• _TASK REQUIREMENTS_
Lines after the one containing "lookup dog mouth" are to be omitted; print exactly each line from the start of the records up to and including it.

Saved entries

╭──

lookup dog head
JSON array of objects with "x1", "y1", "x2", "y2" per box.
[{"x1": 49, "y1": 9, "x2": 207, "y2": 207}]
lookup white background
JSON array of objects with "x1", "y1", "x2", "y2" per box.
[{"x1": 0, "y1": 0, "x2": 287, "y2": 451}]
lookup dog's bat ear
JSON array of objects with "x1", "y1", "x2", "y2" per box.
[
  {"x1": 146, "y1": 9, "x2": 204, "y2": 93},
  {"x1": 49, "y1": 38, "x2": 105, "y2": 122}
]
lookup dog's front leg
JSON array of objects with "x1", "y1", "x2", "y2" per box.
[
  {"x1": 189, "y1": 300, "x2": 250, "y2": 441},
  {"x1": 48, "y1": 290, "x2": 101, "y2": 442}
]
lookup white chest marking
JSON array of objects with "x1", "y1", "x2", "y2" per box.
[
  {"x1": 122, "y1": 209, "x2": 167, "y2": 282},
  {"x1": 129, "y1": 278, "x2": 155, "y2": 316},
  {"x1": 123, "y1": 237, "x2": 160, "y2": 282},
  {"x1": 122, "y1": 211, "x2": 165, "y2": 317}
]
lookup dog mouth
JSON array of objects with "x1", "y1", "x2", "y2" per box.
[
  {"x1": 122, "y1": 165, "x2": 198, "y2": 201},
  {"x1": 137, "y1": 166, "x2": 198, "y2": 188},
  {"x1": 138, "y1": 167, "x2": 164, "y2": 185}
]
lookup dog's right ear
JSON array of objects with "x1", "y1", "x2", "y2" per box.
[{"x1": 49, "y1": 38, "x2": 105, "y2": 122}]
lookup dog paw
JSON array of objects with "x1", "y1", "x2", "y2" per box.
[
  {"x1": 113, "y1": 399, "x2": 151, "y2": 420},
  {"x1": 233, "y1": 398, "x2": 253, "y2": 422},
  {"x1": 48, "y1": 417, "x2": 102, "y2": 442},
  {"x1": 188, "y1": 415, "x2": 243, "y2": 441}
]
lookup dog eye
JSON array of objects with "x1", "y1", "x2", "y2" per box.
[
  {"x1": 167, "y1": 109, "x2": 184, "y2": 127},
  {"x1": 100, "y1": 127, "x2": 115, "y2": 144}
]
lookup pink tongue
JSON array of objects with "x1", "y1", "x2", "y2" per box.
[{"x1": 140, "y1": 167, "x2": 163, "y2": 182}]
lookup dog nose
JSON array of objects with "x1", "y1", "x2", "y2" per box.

╰──

• _FINAL ANSWER_
lookup dog head
JSON array of objects with "x1", "y1", "x2", "y2" per box.
[{"x1": 49, "y1": 9, "x2": 207, "y2": 207}]
lookup white background
JSON array of objects with "x1", "y1", "x2", "y2" per box.
[{"x1": 0, "y1": 0, "x2": 287, "y2": 451}]
lookup dog's bat ear
JSON array of objects with "x1", "y1", "x2", "y2" per box.
[
  {"x1": 146, "y1": 9, "x2": 204, "y2": 93},
  {"x1": 49, "y1": 38, "x2": 105, "y2": 122}
]
lookup dog's front leg
JSON array of objects with "x1", "y1", "x2", "y2" per box.
[
  {"x1": 189, "y1": 300, "x2": 250, "y2": 441},
  {"x1": 48, "y1": 290, "x2": 101, "y2": 442}
]
lookup white chest marking
JSON array of objects with "x1", "y1", "x2", "y2" per box.
[
  {"x1": 122, "y1": 209, "x2": 167, "y2": 282},
  {"x1": 129, "y1": 278, "x2": 155, "y2": 316},
  {"x1": 123, "y1": 237, "x2": 160, "y2": 282},
  {"x1": 122, "y1": 211, "x2": 165, "y2": 317}
]
lookup dog mouth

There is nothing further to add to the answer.